ASSIGNMENT: Working from the records below, repeat exactly the lines starting at the line that contains "Target: undergrowth shrub" and ending at the line that contains "Target: water reflection of trees", inclusive.

Stored data:
****************
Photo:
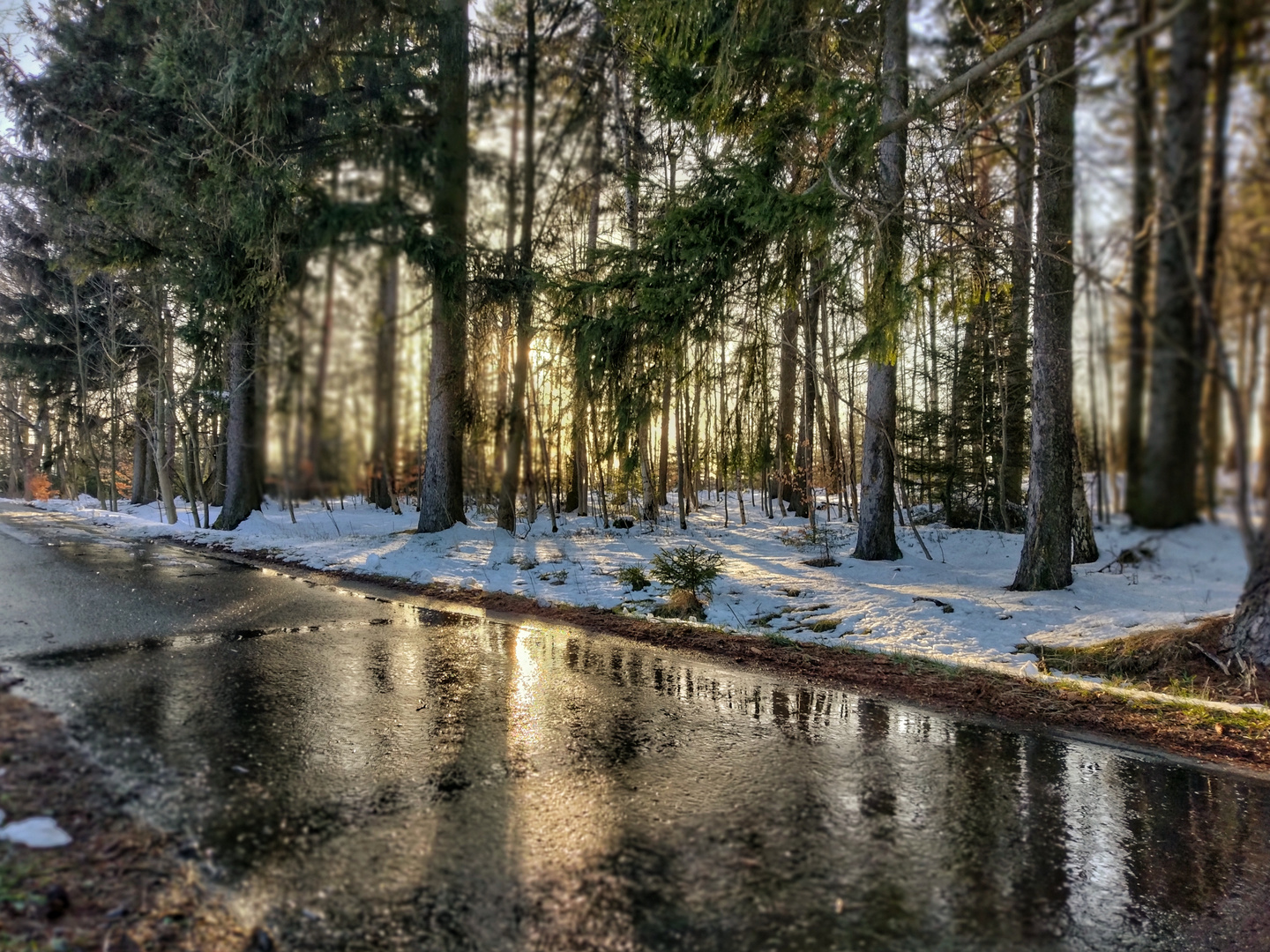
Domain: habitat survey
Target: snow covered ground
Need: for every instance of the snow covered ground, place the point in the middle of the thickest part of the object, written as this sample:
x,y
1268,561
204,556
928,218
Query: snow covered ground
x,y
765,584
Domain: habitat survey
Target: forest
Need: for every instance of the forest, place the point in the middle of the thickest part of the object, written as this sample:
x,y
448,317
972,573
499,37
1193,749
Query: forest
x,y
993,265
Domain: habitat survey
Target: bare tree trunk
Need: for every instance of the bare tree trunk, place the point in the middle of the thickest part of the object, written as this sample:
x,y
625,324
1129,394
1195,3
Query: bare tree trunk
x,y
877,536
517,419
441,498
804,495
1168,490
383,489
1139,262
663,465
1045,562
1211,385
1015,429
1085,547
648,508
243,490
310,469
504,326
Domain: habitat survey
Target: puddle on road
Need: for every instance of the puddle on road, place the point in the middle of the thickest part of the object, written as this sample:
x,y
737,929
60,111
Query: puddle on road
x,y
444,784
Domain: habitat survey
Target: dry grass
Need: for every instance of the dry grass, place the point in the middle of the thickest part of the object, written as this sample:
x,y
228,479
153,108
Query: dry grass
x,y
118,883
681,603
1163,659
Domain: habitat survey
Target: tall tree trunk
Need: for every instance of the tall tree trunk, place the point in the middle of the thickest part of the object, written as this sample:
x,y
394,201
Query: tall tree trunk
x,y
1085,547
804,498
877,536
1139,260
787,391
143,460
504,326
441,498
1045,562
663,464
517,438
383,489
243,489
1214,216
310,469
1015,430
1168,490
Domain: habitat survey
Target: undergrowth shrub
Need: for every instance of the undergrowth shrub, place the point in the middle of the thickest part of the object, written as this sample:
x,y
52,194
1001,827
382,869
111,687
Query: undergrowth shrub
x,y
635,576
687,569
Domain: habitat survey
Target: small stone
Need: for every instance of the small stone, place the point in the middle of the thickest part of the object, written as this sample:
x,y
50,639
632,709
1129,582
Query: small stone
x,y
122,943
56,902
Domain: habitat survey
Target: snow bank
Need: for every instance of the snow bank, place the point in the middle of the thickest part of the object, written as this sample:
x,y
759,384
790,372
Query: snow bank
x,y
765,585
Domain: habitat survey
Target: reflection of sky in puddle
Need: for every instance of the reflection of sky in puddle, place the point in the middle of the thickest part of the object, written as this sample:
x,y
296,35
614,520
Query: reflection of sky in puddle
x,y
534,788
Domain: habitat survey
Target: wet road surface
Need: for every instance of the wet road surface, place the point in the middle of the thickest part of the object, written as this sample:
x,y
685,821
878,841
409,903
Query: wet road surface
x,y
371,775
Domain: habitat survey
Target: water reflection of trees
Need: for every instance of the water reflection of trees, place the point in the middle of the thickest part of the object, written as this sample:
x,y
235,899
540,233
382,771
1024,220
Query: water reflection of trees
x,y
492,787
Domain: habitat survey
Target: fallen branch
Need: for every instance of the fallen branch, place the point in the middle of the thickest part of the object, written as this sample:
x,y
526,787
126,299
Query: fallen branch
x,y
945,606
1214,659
****************
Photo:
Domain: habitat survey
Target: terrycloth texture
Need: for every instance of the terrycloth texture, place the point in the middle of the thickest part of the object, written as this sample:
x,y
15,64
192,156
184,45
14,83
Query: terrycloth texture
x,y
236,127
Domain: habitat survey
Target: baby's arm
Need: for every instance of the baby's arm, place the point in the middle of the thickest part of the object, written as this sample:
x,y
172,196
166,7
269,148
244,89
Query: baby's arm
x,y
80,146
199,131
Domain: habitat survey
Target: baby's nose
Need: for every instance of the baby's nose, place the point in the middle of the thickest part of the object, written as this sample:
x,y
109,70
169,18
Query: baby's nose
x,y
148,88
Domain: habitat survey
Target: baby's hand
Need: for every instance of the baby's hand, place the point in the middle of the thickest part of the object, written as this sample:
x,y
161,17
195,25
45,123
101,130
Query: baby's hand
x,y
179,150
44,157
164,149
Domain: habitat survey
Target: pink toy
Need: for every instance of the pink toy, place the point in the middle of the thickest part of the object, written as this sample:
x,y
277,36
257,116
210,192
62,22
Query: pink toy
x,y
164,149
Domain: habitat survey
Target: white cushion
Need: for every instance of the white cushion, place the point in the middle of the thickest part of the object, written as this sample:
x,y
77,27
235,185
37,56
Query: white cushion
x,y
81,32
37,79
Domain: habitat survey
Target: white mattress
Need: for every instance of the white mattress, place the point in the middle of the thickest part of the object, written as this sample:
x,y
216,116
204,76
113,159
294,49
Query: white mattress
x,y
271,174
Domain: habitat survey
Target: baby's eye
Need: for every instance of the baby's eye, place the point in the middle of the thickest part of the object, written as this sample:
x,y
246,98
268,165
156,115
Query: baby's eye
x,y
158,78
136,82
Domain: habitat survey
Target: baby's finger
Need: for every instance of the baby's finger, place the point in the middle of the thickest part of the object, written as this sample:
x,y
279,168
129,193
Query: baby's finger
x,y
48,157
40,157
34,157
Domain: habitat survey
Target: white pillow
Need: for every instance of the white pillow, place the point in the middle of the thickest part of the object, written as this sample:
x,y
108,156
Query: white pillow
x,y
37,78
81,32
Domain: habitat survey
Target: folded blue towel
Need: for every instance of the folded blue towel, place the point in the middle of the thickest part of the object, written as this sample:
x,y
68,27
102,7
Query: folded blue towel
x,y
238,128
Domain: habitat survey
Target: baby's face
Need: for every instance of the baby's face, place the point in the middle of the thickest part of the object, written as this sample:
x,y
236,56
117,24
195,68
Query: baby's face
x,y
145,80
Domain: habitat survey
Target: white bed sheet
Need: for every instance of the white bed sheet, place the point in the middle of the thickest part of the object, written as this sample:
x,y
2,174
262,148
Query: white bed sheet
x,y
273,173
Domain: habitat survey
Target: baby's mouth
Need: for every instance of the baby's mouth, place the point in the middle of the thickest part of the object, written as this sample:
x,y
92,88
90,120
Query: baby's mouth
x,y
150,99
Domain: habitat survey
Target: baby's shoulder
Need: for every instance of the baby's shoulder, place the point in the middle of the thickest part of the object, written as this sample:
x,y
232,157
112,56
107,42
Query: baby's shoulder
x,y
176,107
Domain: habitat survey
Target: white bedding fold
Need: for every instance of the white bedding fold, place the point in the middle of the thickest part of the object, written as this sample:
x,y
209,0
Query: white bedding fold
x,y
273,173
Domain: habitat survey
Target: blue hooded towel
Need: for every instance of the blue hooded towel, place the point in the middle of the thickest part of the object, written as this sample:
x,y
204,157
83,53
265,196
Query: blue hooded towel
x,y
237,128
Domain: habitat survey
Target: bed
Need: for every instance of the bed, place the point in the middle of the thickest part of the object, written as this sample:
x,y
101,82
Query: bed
****************
COMPLETED EXERCISE:
Target: undergrowth shrub
Need: for every instance of the undergrowth shrub, place the point in the middle of the thickest part of the object, written as this sample:
x,y
52,194
1001,827
382,869
111,687
Query: undergrowth shrub
x,y
635,576
687,569
Domain: habitat survey
Target: small stone
Need: for every instance of the small stone, place the point in the middle of the thickest part of the object, written as this sample:
x,y
50,639
632,709
1129,582
Query: small stone
x,y
122,943
56,902
Domain: habitat survey
Target: snow bank
Need: for every instance of the snow bank, place the point in the middle of the thickest part of the object, written as this sample:
x,y
759,384
790,372
Query: snow bank
x,y
765,585
Domain: habitat survey
Target: reflection of sky in puddle
Need: for every instance of the reflection of sky in puddle, place the point in the middle of the thickest part of the object, written as this sample:
x,y
296,35
614,520
Query: reflection of sky in puddle
x,y
534,788
Domain: habitat survey
Target: wet road surface
Need: for every instance of the wet road surface, place the point in the middle of the thickest part of the object, written as this sample:
x,y
685,821
878,841
409,903
Query: wet road surface
x,y
371,775
Domain: habitat survey
Target: water reflection of trees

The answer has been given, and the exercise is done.